• _Page extract_:
==================================================

Cost isn't an issue with the F-35 when comparing to the Rafale deal currently being negotiated. Geopolitical reasons however, are.

The FMS package includes the aircraft, Pratt & Whitney F135 engines - including five spares - electronic warfare systems and other equipment. It also includes logistical support, including software development and integration, spare parts, training and other elements.At $10 billion, the deal values each aircraft at roughly $238 million, although this number includes a lifetime of support.

The Defense Security Cooperation Agency notified Congress March 29 of a possible Foreign Military Sale to the Government of Korea for 60 F-35 Joint Strike Fighter Conventional Take Off and Landing (CTOL) aircraft and associated equipment, parts, training and logistical support for an estimated cost of $10.8 billion.

==================================================

• _Goal 1_: Return the text of the F-35 passage word for word, everything from "Cost isn't an" down to "of $10.8 billion.".
• _Goal 2_:
Answer these questions using the F-35 passage:
(a) How many spare engines does the package include?
(b) On what date did the Defense Security Cooperation Agency notify Congress of the possible sale?
(c) How many aircraft does the possible sale to the Government of Korea cover?

• _Extracted records_:
==================================================

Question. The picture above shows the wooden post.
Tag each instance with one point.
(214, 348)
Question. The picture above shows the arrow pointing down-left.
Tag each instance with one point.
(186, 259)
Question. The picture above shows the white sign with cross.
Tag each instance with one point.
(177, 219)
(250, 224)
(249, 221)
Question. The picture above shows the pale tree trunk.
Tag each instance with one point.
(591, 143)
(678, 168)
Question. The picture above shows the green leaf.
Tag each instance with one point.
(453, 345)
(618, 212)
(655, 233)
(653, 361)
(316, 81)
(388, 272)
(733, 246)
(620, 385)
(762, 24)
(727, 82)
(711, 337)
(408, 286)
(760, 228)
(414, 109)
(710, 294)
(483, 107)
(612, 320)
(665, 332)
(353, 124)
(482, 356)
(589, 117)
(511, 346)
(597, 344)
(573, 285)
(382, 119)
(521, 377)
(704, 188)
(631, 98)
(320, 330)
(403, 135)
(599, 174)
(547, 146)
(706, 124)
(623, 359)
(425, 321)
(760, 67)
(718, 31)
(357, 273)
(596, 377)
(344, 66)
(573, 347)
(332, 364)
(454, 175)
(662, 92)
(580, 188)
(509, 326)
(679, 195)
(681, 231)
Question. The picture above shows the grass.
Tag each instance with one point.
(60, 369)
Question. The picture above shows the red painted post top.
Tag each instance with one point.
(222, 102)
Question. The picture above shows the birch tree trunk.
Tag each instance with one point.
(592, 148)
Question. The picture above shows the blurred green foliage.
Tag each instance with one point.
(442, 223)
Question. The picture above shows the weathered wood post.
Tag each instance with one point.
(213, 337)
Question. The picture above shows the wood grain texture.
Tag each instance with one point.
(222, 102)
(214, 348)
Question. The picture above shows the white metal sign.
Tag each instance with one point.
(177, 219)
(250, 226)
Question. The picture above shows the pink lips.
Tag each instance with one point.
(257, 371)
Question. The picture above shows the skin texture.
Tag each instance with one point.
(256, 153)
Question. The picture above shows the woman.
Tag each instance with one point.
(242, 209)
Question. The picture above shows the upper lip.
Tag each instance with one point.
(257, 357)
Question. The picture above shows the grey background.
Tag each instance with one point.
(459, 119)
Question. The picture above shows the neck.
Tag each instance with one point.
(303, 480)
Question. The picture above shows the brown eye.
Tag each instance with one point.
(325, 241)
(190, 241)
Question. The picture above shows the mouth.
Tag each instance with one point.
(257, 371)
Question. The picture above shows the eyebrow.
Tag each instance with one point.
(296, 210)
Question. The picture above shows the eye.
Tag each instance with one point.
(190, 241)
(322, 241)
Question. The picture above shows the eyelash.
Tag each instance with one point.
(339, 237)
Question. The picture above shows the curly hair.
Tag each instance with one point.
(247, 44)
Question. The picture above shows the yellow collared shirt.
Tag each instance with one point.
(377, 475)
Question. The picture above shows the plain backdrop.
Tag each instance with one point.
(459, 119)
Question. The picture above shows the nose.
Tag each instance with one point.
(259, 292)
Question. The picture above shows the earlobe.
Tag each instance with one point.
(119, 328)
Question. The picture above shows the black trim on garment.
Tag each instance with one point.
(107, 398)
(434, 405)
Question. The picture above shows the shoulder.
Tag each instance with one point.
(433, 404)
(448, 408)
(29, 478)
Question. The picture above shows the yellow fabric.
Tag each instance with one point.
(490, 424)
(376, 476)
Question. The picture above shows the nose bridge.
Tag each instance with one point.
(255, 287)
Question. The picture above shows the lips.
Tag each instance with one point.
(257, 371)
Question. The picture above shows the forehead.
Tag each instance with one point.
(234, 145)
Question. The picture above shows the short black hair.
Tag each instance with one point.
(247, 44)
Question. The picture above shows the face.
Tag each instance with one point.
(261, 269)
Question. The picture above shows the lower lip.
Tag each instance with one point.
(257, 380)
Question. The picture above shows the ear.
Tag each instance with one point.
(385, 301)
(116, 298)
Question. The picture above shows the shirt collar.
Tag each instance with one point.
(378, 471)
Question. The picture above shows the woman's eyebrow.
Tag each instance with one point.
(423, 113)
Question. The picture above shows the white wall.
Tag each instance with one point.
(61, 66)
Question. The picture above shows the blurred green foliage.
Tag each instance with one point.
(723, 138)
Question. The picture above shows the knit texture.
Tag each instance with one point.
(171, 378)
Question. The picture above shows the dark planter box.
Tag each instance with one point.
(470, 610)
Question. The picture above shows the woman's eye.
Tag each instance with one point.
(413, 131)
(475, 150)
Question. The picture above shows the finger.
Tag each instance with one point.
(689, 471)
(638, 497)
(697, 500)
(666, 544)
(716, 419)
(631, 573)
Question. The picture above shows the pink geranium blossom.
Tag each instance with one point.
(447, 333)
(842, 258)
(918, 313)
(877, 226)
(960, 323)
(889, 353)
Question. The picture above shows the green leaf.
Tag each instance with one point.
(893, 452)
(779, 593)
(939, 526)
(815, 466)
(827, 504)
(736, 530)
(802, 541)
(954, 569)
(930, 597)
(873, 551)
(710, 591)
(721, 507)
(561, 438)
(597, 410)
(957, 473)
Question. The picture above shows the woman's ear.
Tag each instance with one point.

==================================================

• _Written reply 1_:
Cost isn't an issue with the F-35 when comparing to the Rafale deal currently being negotiated. Geopolitical reasons however, are.

The FMS package includes the aircraft, Pratt & Whitney F135 engines - including five spares - electronic warfare systems and other equipment. It also includes logistical support, including software development and integration, spare parts, training and other elements.At $10 billion, the deal values each aircraft at roughly $238 million, although this number includes a lifetime of support.

The Defense Security Cooperation Agency notified Congress March 29 of a possible Foreign Military Sale to the Government of Korea for 60 F-35 Joint Strike Fighter Conventional Take Off and Landing (CTOL) aircraft and associated equipment, parts, training and logistical support for an estimated cost of $10.8 billion.

• _Written reply 2_:
(a) Five.
(b) March 29.
(c) 60.